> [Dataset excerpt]
******

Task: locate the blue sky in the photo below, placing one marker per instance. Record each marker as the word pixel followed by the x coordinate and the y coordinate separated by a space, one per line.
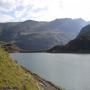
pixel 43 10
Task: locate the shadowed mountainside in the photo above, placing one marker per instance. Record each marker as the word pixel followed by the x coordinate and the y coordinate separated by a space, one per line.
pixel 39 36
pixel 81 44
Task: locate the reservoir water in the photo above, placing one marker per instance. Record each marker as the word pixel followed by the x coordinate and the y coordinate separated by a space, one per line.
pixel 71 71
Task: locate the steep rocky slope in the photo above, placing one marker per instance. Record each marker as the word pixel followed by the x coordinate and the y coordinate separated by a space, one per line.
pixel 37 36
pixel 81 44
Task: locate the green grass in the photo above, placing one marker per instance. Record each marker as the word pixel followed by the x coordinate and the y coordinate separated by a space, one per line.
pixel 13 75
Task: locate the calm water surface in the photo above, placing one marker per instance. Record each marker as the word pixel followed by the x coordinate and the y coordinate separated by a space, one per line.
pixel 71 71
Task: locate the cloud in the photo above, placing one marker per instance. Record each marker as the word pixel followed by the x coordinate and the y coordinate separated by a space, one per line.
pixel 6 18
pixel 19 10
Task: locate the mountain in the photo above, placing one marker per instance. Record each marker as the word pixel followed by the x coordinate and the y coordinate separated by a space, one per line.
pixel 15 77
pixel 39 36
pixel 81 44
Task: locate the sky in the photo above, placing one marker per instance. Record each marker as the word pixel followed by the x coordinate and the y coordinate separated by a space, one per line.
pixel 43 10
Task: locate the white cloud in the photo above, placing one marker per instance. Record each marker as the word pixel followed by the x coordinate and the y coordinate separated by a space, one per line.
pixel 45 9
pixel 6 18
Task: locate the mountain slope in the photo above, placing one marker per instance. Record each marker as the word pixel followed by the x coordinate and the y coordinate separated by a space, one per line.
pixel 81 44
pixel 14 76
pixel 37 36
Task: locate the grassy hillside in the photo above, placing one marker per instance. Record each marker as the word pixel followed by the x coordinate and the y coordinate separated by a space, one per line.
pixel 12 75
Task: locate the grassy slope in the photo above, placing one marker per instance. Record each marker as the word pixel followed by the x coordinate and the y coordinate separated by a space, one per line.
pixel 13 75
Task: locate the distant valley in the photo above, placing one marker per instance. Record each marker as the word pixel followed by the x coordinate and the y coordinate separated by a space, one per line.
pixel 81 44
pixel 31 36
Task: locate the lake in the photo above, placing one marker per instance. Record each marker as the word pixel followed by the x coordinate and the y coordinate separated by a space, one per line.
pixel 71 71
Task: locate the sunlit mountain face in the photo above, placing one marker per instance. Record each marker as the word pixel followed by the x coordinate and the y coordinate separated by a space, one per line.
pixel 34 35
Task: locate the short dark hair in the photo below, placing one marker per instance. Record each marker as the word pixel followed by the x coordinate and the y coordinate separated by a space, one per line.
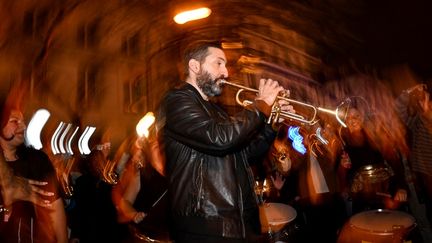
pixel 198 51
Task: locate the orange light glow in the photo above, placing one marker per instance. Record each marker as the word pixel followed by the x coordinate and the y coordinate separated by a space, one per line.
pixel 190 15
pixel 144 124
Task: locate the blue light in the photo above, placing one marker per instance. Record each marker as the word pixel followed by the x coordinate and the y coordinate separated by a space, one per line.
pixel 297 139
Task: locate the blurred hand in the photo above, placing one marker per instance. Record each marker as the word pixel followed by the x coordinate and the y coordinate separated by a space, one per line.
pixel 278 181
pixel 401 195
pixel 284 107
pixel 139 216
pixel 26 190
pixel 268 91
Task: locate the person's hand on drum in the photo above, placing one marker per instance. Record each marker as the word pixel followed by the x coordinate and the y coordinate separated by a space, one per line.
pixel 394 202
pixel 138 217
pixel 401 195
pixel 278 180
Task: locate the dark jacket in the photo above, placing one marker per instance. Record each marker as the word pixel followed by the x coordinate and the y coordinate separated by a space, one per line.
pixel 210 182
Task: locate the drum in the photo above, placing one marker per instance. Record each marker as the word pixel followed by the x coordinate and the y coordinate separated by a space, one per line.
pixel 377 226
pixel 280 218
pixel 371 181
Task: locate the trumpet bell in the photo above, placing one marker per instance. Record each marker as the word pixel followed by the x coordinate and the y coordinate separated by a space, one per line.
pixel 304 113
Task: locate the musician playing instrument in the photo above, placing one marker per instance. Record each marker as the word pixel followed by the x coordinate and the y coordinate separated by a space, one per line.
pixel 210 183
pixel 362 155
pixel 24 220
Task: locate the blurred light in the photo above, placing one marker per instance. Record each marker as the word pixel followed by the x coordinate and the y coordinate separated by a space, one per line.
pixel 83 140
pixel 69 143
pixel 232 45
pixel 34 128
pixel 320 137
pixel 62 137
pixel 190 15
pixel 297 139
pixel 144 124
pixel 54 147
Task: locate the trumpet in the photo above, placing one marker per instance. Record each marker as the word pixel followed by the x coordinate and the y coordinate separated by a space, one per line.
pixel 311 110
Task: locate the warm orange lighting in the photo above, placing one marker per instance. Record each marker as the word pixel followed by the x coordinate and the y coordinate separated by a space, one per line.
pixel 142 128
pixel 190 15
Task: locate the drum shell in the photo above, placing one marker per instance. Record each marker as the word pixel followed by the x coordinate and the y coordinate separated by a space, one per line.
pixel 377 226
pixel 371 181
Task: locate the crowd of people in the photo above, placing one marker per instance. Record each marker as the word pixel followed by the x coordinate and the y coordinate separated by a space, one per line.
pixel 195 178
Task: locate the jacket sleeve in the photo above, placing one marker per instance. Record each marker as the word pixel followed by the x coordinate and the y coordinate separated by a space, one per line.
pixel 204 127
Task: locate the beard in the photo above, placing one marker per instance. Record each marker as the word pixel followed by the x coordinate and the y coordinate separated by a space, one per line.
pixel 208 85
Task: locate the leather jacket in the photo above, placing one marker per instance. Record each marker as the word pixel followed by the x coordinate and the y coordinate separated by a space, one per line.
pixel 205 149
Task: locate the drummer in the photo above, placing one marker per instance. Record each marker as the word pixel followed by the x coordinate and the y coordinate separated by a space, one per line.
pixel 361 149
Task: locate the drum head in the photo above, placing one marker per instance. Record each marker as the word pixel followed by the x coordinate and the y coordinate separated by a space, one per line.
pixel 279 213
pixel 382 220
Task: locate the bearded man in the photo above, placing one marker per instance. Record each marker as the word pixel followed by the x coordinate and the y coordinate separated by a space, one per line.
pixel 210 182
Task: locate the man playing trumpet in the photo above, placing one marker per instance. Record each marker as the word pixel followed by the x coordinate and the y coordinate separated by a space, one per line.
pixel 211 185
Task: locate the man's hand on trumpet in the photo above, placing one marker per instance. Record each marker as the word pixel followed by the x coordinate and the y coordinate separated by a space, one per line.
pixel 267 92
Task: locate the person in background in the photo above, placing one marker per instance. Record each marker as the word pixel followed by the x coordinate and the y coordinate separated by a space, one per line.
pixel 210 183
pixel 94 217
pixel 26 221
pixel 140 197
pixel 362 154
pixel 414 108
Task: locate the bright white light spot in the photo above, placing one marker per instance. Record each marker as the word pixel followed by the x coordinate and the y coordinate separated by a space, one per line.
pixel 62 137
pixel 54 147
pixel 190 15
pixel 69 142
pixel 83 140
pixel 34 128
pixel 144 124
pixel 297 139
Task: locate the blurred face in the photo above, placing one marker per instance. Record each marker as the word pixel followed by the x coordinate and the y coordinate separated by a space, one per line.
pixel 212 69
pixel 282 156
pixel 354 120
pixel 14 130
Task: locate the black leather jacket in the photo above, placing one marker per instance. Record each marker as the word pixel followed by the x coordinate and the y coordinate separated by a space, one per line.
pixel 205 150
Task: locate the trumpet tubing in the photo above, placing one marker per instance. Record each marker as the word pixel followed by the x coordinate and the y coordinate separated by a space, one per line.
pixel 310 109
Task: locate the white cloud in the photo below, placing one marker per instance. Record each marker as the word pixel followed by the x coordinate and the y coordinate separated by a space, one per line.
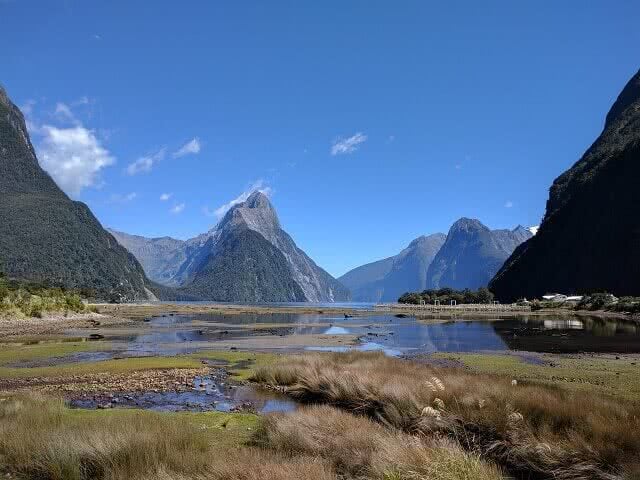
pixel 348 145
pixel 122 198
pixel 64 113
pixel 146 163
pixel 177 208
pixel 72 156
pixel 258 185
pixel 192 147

******

> [WRITTEN PROBLEM] Rewrite the part of the records that opens with the line containing "Task: locate the beard in" and closes with the line containing "pixel 208 85", both lines included, shifting each pixel coordinate in the answers by adding 15. Give only those lines.

> [TASK RESULT]
Task: locate the beard in the photo above, placing one marker per instance. Record each marker as the word pixel followed by the x coordinate and the y coordinate separated by a space, one per line.
pixel 223 100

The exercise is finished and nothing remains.